[Stored data]
****************

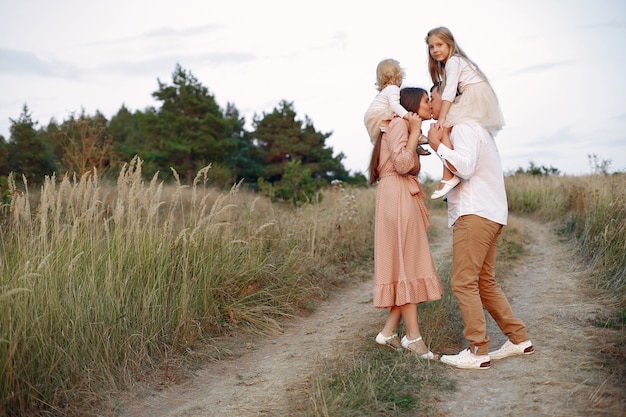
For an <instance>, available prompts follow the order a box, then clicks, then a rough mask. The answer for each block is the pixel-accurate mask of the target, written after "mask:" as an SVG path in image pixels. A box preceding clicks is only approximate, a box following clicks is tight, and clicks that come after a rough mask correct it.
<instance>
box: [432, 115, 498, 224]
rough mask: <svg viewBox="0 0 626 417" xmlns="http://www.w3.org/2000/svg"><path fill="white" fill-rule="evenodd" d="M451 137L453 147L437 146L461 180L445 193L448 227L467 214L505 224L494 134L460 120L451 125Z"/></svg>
mask: <svg viewBox="0 0 626 417" xmlns="http://www.w3.org/2000/svg"><path fill="white" fill-rule="evenodd" d="M450 139H451V140H452V143H453V144H454V149H450V148H448V147H447V146H445V145H443V144H440V145H439V148H438V149H437V154H438V155H439V157H440V158H441V159H442V160H444V161H448V162H450V164H452V165H454V167H455V168H456V169H457V172H455V175H456V176H458V177H459V178H460V179H461V183H460V184H459V185H457V186H456V187H454V188H453V189H452V191H450V192H449V193H448V227H452V226H454V223H455V222H456V220H457V219H458V218H459V217H460V216H464V215H467V214H475V215H477V216H481V217H484V218H486V219H488V220H491V221H494V222H496V223H499V224H501V225H506V222H507V217H508V214H509V209H508V204H507V200H506V190H505V188H504V174H503V172H502V164H501V162H500V153H499V152H498V148H497V146H496V142H495V140H494V139H493V136H491V135H490V134H489V132H488V131H487V130H485V128H483V127H482V126H481V125H479V124H477V123H461V124H459V125H457V126H454V127H453V128H452V132H451V134H450Z"/></svg>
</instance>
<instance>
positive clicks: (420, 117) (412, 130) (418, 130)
mask: <svg viewBox="0 0 626 417" xmlns="http://www.w3.org/2000/svg"><path fill="white" fill-rule="evenodd" d="M407 118H408V120H409V132H421V131H422V118H421V117H419V116H418V115H417V113H413V112H409V113H407Z"/></svg>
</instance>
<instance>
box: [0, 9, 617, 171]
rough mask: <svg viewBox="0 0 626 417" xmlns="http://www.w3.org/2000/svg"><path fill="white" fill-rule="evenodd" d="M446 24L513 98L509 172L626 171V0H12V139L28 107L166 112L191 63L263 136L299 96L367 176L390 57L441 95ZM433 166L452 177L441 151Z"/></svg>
mask: <svg viewBox="0 0 626 417" xmlns="http://www.w3.org/2000/svg"><path fill="white" fill-rule="evenodd" d="M438 26H446V27H448V28H449V29H450V30H451V31H452V33H453V34H454V36H455V38H456V41H457V43H458V44H459V46H460V47H461V48H462V49H463V50H464V51H465V52H466V54H467V55H468V56H469V57H470V58H471V59H472V60H473V61H474V62H476V63H477V64H478V66H479V67H480V68H481V69H482V70H483V72H484V73H485V74H486V75H487V77H488V78H489V80H490V82H491V84H492V86H493V87H494V89H495V91H496V94H497V95H498V98H499V100H500V104H501V107H502V111H503V114H504V117H505V121H506V126H505V127H504V129H503V130H502V131H500V133H499V134H498V136H497V137H496V141H497V143H498V147H499V150H500V154H501V158H502V165H503V169H504V171H505V172H512V171H515V170H516V169H518V168H523V169H527V168H528V167H529V166H530V164H531V163H533V164H534V165H536V166H544V167H546V168H556V169H558V170H559V171H560V172H561V173H562V174H567V175H586V174H589V173H591V172H592V171H593V167H594V164H592V163H591V162H590V156H595V157H596V161H600V162H602V161H609V162H610V163H611V165H610V171H626V106H625V105H624V96H625V93H626V82H625V80H624V78H625V77H626V48H625V47H626V2H624V1H623V0H595V1H589V0H586V1H585V0H580V1H570V0H524V1H520V0H509V1H502V0H475V1H472V2H469V1H466V0H447V1H431V2H425V1H418V0H413V1H400V0H397V1H392V2H384V1H371V0H361V1H358V2H347V1H343V2H342V1H340V0H316V1H308V2H299V1H287V0H285V1H283V0H264V1H257V0H229V1H225V0H220V1H214V0H202V1H200V0H198V1H193V0H178V1H165V0H109V1H106V2H95V1H94V2H92V1H85V0H55V1H49V0H20V1H14V0H0V135H2V136H4V137H5V139H7V140H8V139H9V137H10V135H9V129H10V126H11V120H17V119H18V118H19V116H20V114H21V113H22V108H23V106H24V105H27V106H28V108H29V110H30V112H31V116H32V119H33V120H34V121H36V122H38V127H46V126H47V125H48V123H49V122H50V121H51V120H52V119H54V120H55V121H56V122H57V123H60V122H62V121H63V120H66V119H68V118H69V117H70V116H71V115H79V114H81V113H82V112H85V114H87V115H95V113H96V112H97V111H99V112H101V113H102V114H104V116H105V117H107V118H108V119H110V118H111V117H112V116H114V115H115V114H116V113H117V112H118V111H119V109H120V108H121V107H122V106H123V105H124V106H126V107H127V108H128V109H130V110H131V111H136V110H139V111H143V110H145V109H146V108H147V107H150V106H153V107H158V105H159V103H158V102H156V101H155V100H154V98H153V97H152V93H153V92H155V91H157V90H158V81H159V80H160V81H161V82H163V83H166V84H171V83H172V73H173V72H174V70H175V68H176V65H177V64H179V65H180V66H181V67H182V68H183V69H185V70H186V71H189V72H191V73H192V74H193V75H194V76H195V77H196V79H197V80H198V81H199V82H200V83H201V84H202V85H203V86H205V87H207V88H208V90H209V92H210V93H211V94H212V95H213V96H214V98H215V100H216V102H217V104H218V105H219V106H220V107H221V108H222V109H225V108H226V105H227V104H228V103H231V104H233V105H234V106H235V107H236V108H237V109H238V110H239V112H240V114H241V115H242V116H243V117H245V119H246V122H247V123H246V128H247V129H248V130H252V125H251V121H252V118H253V117H254V116H255V115H258V116H262V115H263V114H264V113H271V112H272V111H273V110H274V109H275V108H277V107H278V104H279V103H280V102H281V101H283V100H285V101H287V102H291V103H293V106H294V109H295V111H296V113H297V118H298V119H300V120H303V121H304V120H305V117H308V118H309V119H310V120H311V121H312V123H313V125H314V127H315V129H316V130H317V131H319V132H322V133H330V134H331V135H330V137H329V138H328V139H327V142H326V143H327V146H330V147H332V148H333V150H334V153H335V155H337V154H339V153H340V152H341V153H343V154H344V156H345V158H344V159H343V164H344V166H345V167H346V168H347V169H349V170H350V171H351V172H352V173H356V172H362V173H364V174H365V173H366V171H367V166H368V163H369V158H370V155H371V150H372V145H371V144H370V141H369V138H368V135H367V131H366V129H365V126H364V124H363V114H364V112H365V110H366V109H367V107H368V105H369V104H370V102H371V101H372V100H373V98H374V96H375V95H376V92H377V91H376V89H375V86H374V83H375V81H376V79H375V71H376V65H377V64H378V62H379V61H380V60H382V59H385V58H394V59H397V60H398V61H399V62H400V64H401V65H402V67H403V68H404V70H405V72H406V79H405V82H404V84H403V85H404V86H417V87H423V88H425V89H429V88H430V86H431V81H430V76H429V75H428V70H427V46H426V43H425V41H424V38H425V36H426V33H427V32H428V31H429V30H430V29H432V28H434V27H438ZM431 122H432V121H425V122H424V123H423V130H424V131H425V132H427V130H428V127H429V125H430V123H431ZM422 172H423V173H424V174H426V175H428V176H430V177H432V178H439V177H440V176H441V162H440V161H439V159H438V158H437V157H436V156H435V155H434V154H433V155H431V156H429V157H425V158H422Z"/></svg>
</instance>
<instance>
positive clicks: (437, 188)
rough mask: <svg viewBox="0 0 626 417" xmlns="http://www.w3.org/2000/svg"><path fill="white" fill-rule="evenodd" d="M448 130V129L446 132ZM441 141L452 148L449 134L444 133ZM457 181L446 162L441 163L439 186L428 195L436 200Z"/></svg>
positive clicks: (442, 194) (449, 147)
mask: <svg viewBox="0 0 626 417" xmlns="http://www.w3.org/2000/svg"><path fill="white" fill-rule="evenodd" d="M449 132H450V130H448V133H449ZM441 143H442V144H443V145H445V146H446V147H447V148H449V149H454V147H453V146H452V142H451V141H450V135H448V134H445V135H443V137H442V138H441ZM458 183H459V179H458V178H457V177H455V175H454V174H453V173H452V171H450V170H449V169H448V167H447V166H446V164H445V163H444V164H443V175H442V179H441V182H440V183H439V187H438V188H437V190H435V191H434V192H433V194H432V195H431V196H430V198H431V199H433V200H436V199H438V198H441V197H444V196H445V195H446V194H448V193H449V192H450V190H452V189H453V188H454V187H455V186H456V185H457V184H458Z"/></svg>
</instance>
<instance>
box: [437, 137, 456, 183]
mask: <svg viewBox="0 0 626 417" xmlns="http://www.w3.org/2000/svg"><path fill="white" fill-rule="evenodd" d="M441 143H443V144H444V145H446V147H447V148H448V149H454V147H453V146H452V141H451V140H450V135H443V137H442V138H441ZM441 177H442V178H441V179H442V181H447V180H451V179H452V178H454V174H453V173H452V171H450V170H449V169H448V167H447V166H446V164H445V163H444V164H443V174H442V176H441ZM443 187H444V184H443V183H442V182H440V183H439V188H438V189H439V190H441V189H442V188H443Z"/></svg>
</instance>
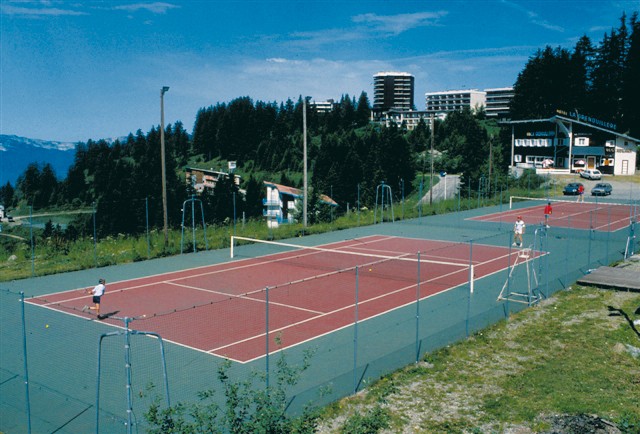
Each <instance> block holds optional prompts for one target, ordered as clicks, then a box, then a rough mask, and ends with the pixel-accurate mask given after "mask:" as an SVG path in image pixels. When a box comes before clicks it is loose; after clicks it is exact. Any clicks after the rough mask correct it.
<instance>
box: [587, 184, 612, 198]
mask: <svg viewBox="0 0 640 434" xmlns="http://www.w3.org/2000/svg"><path fill="white" fill-rule="evenodd" d="M612 190H613V187H611V184H608V183H606V182H599V183H597V184H596V185H595V187H593V188H592V189H591V195H593V196H607V195H609V194H611V191H612Z"/></svg>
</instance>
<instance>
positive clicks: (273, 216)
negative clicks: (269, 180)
mask: <svg viewBox="0 0 640 434" xmlns="http://www.w3.org/2000/svg"><path fill="white" fill-rule="evenodd" d="M264 185H265V187H266V188H267V195H266V198H265V199H263V202H262V203H263V205H264V207H265V208H264V211H263V215H264V216H265V217H266V218H267V226H268V227H270V228H277V227H278V226H279V225H281V224H288V223H295V214H296V209H297V207H298V206H299V203H300V201H301V200H302V199H303V198H304V194H303V191H302V190H300V189H298V188H293V187H287V186H286V185H280V184H275V183H273V182H267V181H264ZM320 201H321V202H322V203H324V204H327V205H329V206H334V207H337V206H338V204H337V203H336V202H335V201H334V200H333V199H331V198H330V197H329V196H327V195H324V194H321V195H320Z"/></svg>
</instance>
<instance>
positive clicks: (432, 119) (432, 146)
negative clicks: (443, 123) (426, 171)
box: [429, 113, 436, 205]
mask: <svg viewBox="0 0 640 434" xmlns="http://www.w3.org/2000/svg"><path fill="white" fill-rule="evenodd" d="M435 124H436V118H435V117H434V114H433V113H432V114H431V181H430V184H429V205H432V204H433V140H434V138H433V128H434V126H435Z"/></svg>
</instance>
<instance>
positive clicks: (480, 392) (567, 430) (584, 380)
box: [319, 286, 640, 433]
mask: <svg viewBox="0 0 640 434" xmlns="http://www.w3.org/2000/svg"><path fill="white" fill-rule="evenodd" d="M639 306H640V294H637V293H626V292H615V291H608V290H600V289H596V288H590V287H580V286H574V287H573V288H572V289H570V290H568V291H564V292H560V293H558V294H556V295H555V296H554V297H552V298H550V299H548V300H545V301H543V302H542V303H540V305H539V306H537V307H534V308H531V309H527V310H525V311H523V312H521V313H519V314H516V315H513V316H512V317H511V318H510V319H509V321H504V322H502V323H500V324H497V325H495V326H493V327H491V328H488V329H486V330H485V331H483V332H481V333H478V334H477V335H475V336H473V337H471V338H470V339H468V340H466V341H464V342H461V343H459V344H456V345H453V346H449V347H446V348H444V349H442V350H440V351H438V352H436V353H434V354H429V355H427V356H426V357H425V359H424V361H423V362H422V363H419V364H416V365H412V366H409V367H407V368H405V369H403V370H400V371H398V372H396V373H394V374H392V375H390V376H387V377H385V378H383V379H381V380H380V381H379V382H377V383H376V384H375V385H374V386H372V387H371V388H369V389H368V390H366V391H364V392H363V393H361V394H358V395H356V396H353V397H350V398H346V399H344V400H342V401H340V402H338V403H335V404H334V405H332V406H330V407H329V408H328V409H326V411H325V412H324V413H323V418H322V422H321V428H320V430H319V432H322V433H333V432H343V433H344V432H349V431H348V430H345V429H344V427H345V426H348V422H349V420H350V419H352V418H354V417H360V418H361V417H362V415H366V414H370V415H371V414H380V408H382V409H384V410H385V411H384V414H386V415H387V416H390V418H389V419H390V422H389V423H388V424H386V425H387V428H386V429H384V430H379V431H377V432H393V433H506V432H509V433H533V432H557V433H560V432H566V433H570V432H605V431H596V430H594V431H577V428H575V427H573V428H571V427H570V426H569V427H567V425H564V429H562V427H561V426H559V425H558V422H559V421H560V420H562V417H558V415H569V416H578V415H597V416H598V418H594V417H591V419H592V420H598V421H600V422H602V421H601V419H604V420H607V421H611V422H614V423H616V424H618V427H619V429H620V430H621V431H622V432H628V433H637V432H640V359H638V358H634V357H633V356H632V355H631V354H630V353H629V351H628V350H627V348H628V347H627V345H630V346H633V347H636V348H637V347H640V335H639V334H638V332H637V331H636V330H635V329H634V328H633V327H632V326H631V323H630V322H629V321H628V319H627V318H630V319H631V320H633V319H634V318H635V319H639V318H640V315H634V312H635V311H636V309H638V307H639ZM625 314H626V315H627V317H625ZM374 409H375V410H376V411H377V413H374ZM354 415H355V416H354ZM600 422H599V423H600ZM602 424H603V425H605V426H608V425H607V424H606V422H604V423H602ZM592 428H593V423H592V426H591V429H592ZM371 432H376V431H371ZM611 432H614V431H611Z"/></svg>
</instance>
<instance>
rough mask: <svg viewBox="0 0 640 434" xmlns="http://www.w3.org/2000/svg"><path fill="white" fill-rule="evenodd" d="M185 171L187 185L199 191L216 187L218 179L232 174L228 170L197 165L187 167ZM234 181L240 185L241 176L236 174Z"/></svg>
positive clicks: (227, 177) (197, 190)
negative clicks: (201, 168) (225, 170)
mask: <svg viewBox="0 0 640 434" xmlns="http://www.w3.org/2000/svg"><path fill="white" fill-rule="evenodd" d="M185 172H186V183H187V185H191V186H192V187H193V188H194V190H195V191H196V192H198V193H202V192H203V191H204V189H205V188H210V189H214V188H215V186H216V183H217V182H218V180H220V179H223V178H228V177H229V176H231V175H230V174H229V173H227V172H219V171H217V170H213V169H199V168H196V167H185ZM234 181H235V183H236V185H240V177H239V176H237V175H235V178H234Z"/></svg>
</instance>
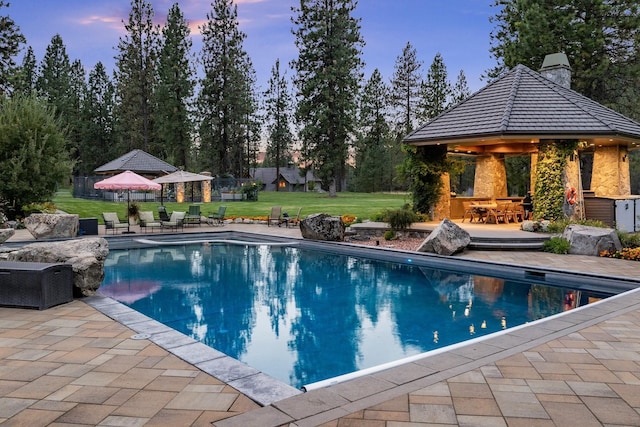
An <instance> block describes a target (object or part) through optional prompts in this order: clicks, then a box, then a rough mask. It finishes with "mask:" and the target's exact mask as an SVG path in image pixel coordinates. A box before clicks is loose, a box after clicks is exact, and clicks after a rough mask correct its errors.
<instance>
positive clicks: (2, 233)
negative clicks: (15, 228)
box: [0, 228, 16, 245]
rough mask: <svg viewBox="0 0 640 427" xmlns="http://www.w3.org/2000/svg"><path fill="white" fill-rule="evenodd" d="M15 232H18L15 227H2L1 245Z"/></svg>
mask: <svg viewBox="0 0 640 427" xmlns="http://www.w3.org/2000/svg"><path fill="white" fill-rule="evenodd" d="M14 234H16V230H14V229H13V228H0V245H1V244H3V243H4V242H6V241H7V240H9V239H10V238H11V236H13V235H14Z"/></svg>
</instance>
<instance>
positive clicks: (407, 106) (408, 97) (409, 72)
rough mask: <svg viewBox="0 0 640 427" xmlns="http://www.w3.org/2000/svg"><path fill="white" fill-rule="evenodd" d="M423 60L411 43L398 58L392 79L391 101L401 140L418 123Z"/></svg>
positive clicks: (397, 126)
mask: <svg viewBox="0 0 640 427" xmlns="http://www.w3.org/2000/svg"><path fill="white" fill-rule="evenodd" d="M421 68H422V62H421V61H418V58H417V52H416V50H415V48H414V47H413V46H411V43H409V42H407V45H406V46H405V47H404V49H402V54H401V55H400V56H398V57H397V58H396V63H395V66H394V73H393V78H392V79H391V102H392V105H393V107H394V108H395V109H396V112H397V119H396V123H397V130H398V134H399V135H400V136H399V140H401V139H402V138H403V137H404V136H405V135H406V134H408V133H409V132H411V131H412V130H413V129H414V128H415V126H416V124H417V121H416V108H417V104H418V99H419V96H420V85H421V83H422V77H421Z"/></svg>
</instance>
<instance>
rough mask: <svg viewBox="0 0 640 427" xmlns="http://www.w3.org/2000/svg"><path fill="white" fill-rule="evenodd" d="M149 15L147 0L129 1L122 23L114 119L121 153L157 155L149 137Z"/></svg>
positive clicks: (152, 101)
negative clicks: (128, 8)
mask: <svg viewBox="0 0 640 427" xmlns="http://www.w3.org/2000/svg"><path fill="white" fill-rule="evenodd" d="M153 15H154V12H153V8H152V6H151V3H150V2H149V1H148V0H131V12H130V13H129V21H128V22H127V23H125V24H124V27H125V30H126V31H127V35H125V36H124V37H121V38H120V41H119V43H118V51H119V52H118V54H117V56H116V87H117V96H118V100H119V104H118V112H117V116H118V117H119V126H120V128H121V129H120V134H121V137H122V143H121V151H130V150H132V149H134V148H140V149H143V150H145V151H147V152H149V153H150V154H154V155H156V154H157V155H159V154H160V153H158V152H157V145H156V144H155V140H154V134H153V125H154V123H153V117H154V116H153V114H154V111H153V110H154V109H153V106H154V105H153V94H154V90H155V87H156V82H157V71H156V63H157V62H156V60H157V50H158V39H159V29H158V27H157V26H156V25H154V24H153Z"/></svg>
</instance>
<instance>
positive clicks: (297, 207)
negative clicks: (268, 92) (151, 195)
mask: <svg viewBox="0 0 640 427" xmlns="http://www.w3.org/2000/svg"><path fill="white" fill-rule="evenodd" d="M410 201H411V196H410V195H408V194H404V193H402V194H399V193H394V194H389V193H338V196H337V197H334V198H331V197H328V196H327V195H326V194H322V193H291V192H275V191H263V192H260V193H259V197H258V201H256V202H248V201H225V202H224V203H221V202H212V203H199V204H200V205H201V212H202V214H203V215H205V216H206V215H208V214H210V213H215V212H217V211H218V207H219V206H220V205H221V204H224V205H226V206H227V210H226V214H225V216H226V217H261V216H262V217H266V216H268V215H269V212H270V211H271V207H272V206H282V211H283V212H287V213H289V215H295V214H296V212H297V211H298V208H299V207H302V213H301V216H303V217H304V216H307V215H309V214H312V213H327V214H330V215H353V216H355V217H357V218H359V219H363V220H364V219H369V218H371V217H372V215H374V214H376V213H379V212H382V211H383V210H385V209H397V208H401V207H402V206H403V205H404V204H406V203H409V202H410ZM53 202H54V203H55V205H56V206H57V208H58V209H61V210H63V211H65V212H67V213H72V214H78V215H80V218H99V220H100V222H102V215H101V214H102V212H116V213H117V214H118V216H119V217H120V218H121V219H122V220H124V218H125V217H126V215H125V211H126V203H116V202H106V201H99V200H86V199H74V198H73V197H72V196H71V192H70V190H62V191H58V192H57V193H56V195H55V197H54V199H53ZM159 204H160V203H151V202H146V203H139V206H140V210H150V211H153V212H154V215H155V216H156V217H157V216H158V213H157V212H158V211H157V206H158V205H159ZM190 204H191V203H189V202H185V203H175V202H167V203H164V205H165V206H166V207H167V210H168V211H169V212H172V211H174V210H176V211H188V210H189V205H190Z"/></svg>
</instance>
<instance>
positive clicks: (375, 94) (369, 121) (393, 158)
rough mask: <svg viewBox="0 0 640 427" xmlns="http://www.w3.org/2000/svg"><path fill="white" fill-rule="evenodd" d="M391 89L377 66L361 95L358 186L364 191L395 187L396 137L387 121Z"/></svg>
mask: <svg viewBox="0 0 640 427" xmlns="http://www.w3.org/2000/svg"><path fill="white" fill-rule="evenodd" d="M388 103H389V88H388V87H387V85H385V83H384V82H383V80H382V75H381V74H380V71H379V70H378V69H377V68H376V69H375V70H374V71H373V73H372V74H371V77H370V78H369V80H368V81H367V82H366V84H365V86H364V88H363V90H362V95H361V97H360V108H359V120H358V123H359V133H360V135H359V138H358V139H357V140H356V143H355V160H356V168H355V171H354V189H355V191H361V192H376V191H383V190H391V189H392V185H393V175H394V169H395V168H394V165H395V164H396V162H397V160H396V159H395V158H394V151H395V150H394V148H395V146H396V144H394V138H393V135H392V131H391V126H390V125H389V123H388V121H387V117H388V110H389V107H388Z"/></svg>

****************

WORK ORDER:
From the records above, quote only the lines running from the line with "137L453 147L437 146L461" to the line with "box: [0, 9, 617, 171]", both lines included.

RESULT OF THIS EXERCISE:
rough mask: <svg viewBox="0 0 626 417" xmlns="http://www.w3.org/2000/svg"><path fill="white" fill-rule="evenodd" d="M451 137L453 147L437 146L461 180L445 193L448 227L467 214L505 224L494 134L460 120L451 125Z"/></svg>
mask: <svg viewBox="0 0 626 417" xmlns="http://www.w3.org/2000/svg"><path fill="white" fill-rule="evenodd" d="M450 139H451V140H452V143H453V144H454V149H450V148H448V147H447V146H445V145H443V144H440V145H439V148H438V149H437V154H438V155H439V157H440V158H441V159H442V160H444V161H448V162H450V164H452V165H454V167H455V168H456V169H457V172H455V175H456V176H458V177H459V178H460V179H461V183H460V184H459V185H457V186H456V187H454V188H453V189H452V191H450V192H449V193H448V227H452V226H454V223H455V222H456V220H457V219H458V218H459V217H460V216H464V215H467V214H475V215H477V216H481V217H484V218H486V219H488V220H491V221H494V222H496V223H499V224H501V225H506V222H507V217H508V214H509V209H508V204H507V200H506V190H505V188H504V174H503V172H502V164H501V162H500V153H499V152H498V148H497V146H496V142H495V140H494V139H493V136H491V135H490V134H489V132H488V131H487V130H485V128H483V127H482V126H481V125H479V124H477V123H461V124H459V125H457V126H454V127H453V128H452V132H451V134H450Z"/></svg>
</instance>
<instance>
positive clicks: (420, 117) (412, 130) (418, 130)
mask: <svg viewBox="0 0 626 417" xmlns="http://www.w3.org/2000/svg"><path fill="white" fill-rule="evenodd" d="M407 118H408V120H409V132H421V131H422V118H421V117H419V116H418V115H417V113H413V112H409V113H407Z"/></svg>
</instance>
<instance>
box: [0, 9, 617, 171]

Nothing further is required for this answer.